## Job
Render the material below as a two-column CSV with the headers text and answer, one row per item and every item included, putting each value in a single quoted field with line breaks replaced by spaces. Leave the pictures out.
····················
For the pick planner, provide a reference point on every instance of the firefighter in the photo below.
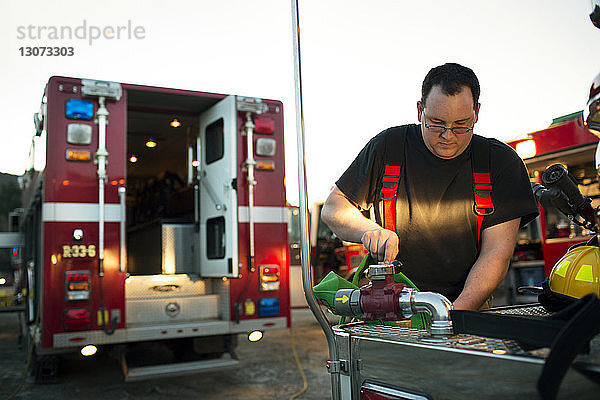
(448, 203)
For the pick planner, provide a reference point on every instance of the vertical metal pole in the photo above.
(250, 163)
(122, 230)
(333, 364)
(101, 156)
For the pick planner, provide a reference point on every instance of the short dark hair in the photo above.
(451, 78)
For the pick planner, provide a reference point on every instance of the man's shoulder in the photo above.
(397, 132)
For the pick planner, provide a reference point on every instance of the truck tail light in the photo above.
(77, 285)
(269, 278)
(374, 391)
(76, 319)
(264, 125)
(78, 155)
(265, 147)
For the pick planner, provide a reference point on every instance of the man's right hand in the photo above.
(381, 243)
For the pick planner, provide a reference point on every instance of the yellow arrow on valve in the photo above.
(343, 299)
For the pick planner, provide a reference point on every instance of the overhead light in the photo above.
(526, 149)
(255, 336)
(89, 350)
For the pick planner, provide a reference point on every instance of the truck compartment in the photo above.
(162, 237)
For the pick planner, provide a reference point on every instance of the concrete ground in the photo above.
(267, 370)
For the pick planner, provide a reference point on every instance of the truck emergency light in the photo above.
(269, 277)
(264, 125)
(89, 350)
(79, 109)
(78, 155)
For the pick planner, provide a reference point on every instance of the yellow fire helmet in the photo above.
(577, 273)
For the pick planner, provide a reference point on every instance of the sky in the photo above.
(363, 63)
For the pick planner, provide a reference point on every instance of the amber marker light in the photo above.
(89, 350)
(255, 336)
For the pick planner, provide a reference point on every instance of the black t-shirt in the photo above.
(435, 221)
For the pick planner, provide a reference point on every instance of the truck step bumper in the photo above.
(176, 369)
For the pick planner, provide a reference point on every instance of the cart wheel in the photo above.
(45, 368)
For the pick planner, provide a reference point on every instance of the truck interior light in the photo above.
(89, 350)
(78, 155)
(255, 336)
(79, 109)
(264, 125)
(265, 147)
(526, 149)
(268, 165)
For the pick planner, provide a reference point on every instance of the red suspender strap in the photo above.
(482, 191)
(389, 192)
(482, 182)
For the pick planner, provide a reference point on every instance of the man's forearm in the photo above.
(345, 220)
(497, 245)
(483, 279)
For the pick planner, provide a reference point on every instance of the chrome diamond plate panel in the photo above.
(161, 286)
(417, 336)
(171, 310)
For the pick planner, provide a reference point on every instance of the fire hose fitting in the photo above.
(382, 299)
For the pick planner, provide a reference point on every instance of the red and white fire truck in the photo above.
(566, 141)
(158, 219)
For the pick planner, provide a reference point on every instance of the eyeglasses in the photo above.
(440, 129)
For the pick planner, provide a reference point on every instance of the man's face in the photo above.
(449, 111)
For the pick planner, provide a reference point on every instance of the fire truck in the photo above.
(157, 219)
(568, 142)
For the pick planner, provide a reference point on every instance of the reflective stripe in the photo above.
(585, 274)
(79, 212)
(562, 270)
(265, 215)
····················
## Worked solution
text,answer
"For the pick planner, provide a reference point on every instance of the firefighter in the photo below.","(448, 203)"
"For the pick planner, provide a reference point on every instance of the vertical metal pole in the photo above.","(250, 163) (122, 230) (333, 364) (101, 156)"
"For the pick planner, provide a reference point on every instance of the short dark hair in the photo above.","(451, 78)"
"For the pick planner, provide a reference point on every instance of the man's shoulder in the photo above.","(397, 132)"
"For the pick planner, provide a reference point on every instance of the truck tail light in the photo above.","(77, 285) (269, 278) (374, 391) (76, 319) (264, 125) (78, 155) (265, 147)"
"For the pick planner, provide a reference point on every instance of the man's right hand in the photo above.","(381, 243)"
"For the pick planner, provide a reference point on every instance of the yellow arrow on valve in the photo above.","(343, 299)"
"For the pick planner, provide a reference point on every instance of the overhead light in the photo above.","(526, 149) (255, 336) (89, 350)"
"For the pick planner, provide a reference point on every instance of the truck compartment in the photo above.","(162, 237)"
"For the pick planner, provide a reference point on every instance of the concrete ground in the photo above.","(267, 370)"
"For the pick planner, provide a reference point on every instance of the truck emergency light in the photo above.","(269, 277) (264, 125) (89, 350) (79, 109) (78, 155)"
"For the pick planner, provide a reference point on every instance of the yellow fire helmet in the photo above.","(577, 273)"
"For the pick planner, provide a reference point on every instance of the sky in the photo above.","(363, 63)"
"For the pick planner, provide a reference point on every instance of the amber marker light in the photo above.","(89, 350) (255, 336)"
"For the pick planner, provide a reference point on every instance of the black t-shirt in the photo above.","(435, 221)"
"For the pick planner, provide a reference point on every instance of the truck step bumper in the photo above.","(176, 369)"
"For the pick planner, provide a reference point on every instance of the cart wheel in the photo above.","(45, 368)"
"For the pick planner, provide a reference point on every instance of the truck interior light in the photo above.","(89, 350) (78, 155) (255, 336) (79, 109) (264, 125) (265, 147) (526, 149) (268, 165)"
"For the pick planner, provide a reference point on every instance of the red suspender strap in the photo above.","(482, 191) (389, 192) (482, 182)"
"For the pick planner, provide a reference point on every instance of the man's forearm in the photo above.","(345, 220) (497, 245) (483, 279)"
"For the pick planner, provide a reference point on every instance of the chrome diamond plate panel in the photo above.","(161, 286) (417, 336) (171, 310)"
"For the pick planner, provide a reference point on every instance of the fire hose fitting in the photo above.","(382, 299)"
"For the pick planner, provide a reference point on every instance of the red and white fire truck in the photo above.","(566, 141) (158, 219)"
"For the pick planner, provide a reference point on every instance of the eyeglasses in the photo above.","(440, 129)"
"For the pick planner, provide a reference point on every instance of the man's face in the photo above.","(449, 111)"
"For the pick planner, provide a reference point on every instance of the fire truck in the photo above.","(157, 219) (568, 142)"
"For the pick planner, provide a reference point on every instance of the reflective stripe in the photo above.","(585, 274) (79, 212) (562, 270) (265, 215)"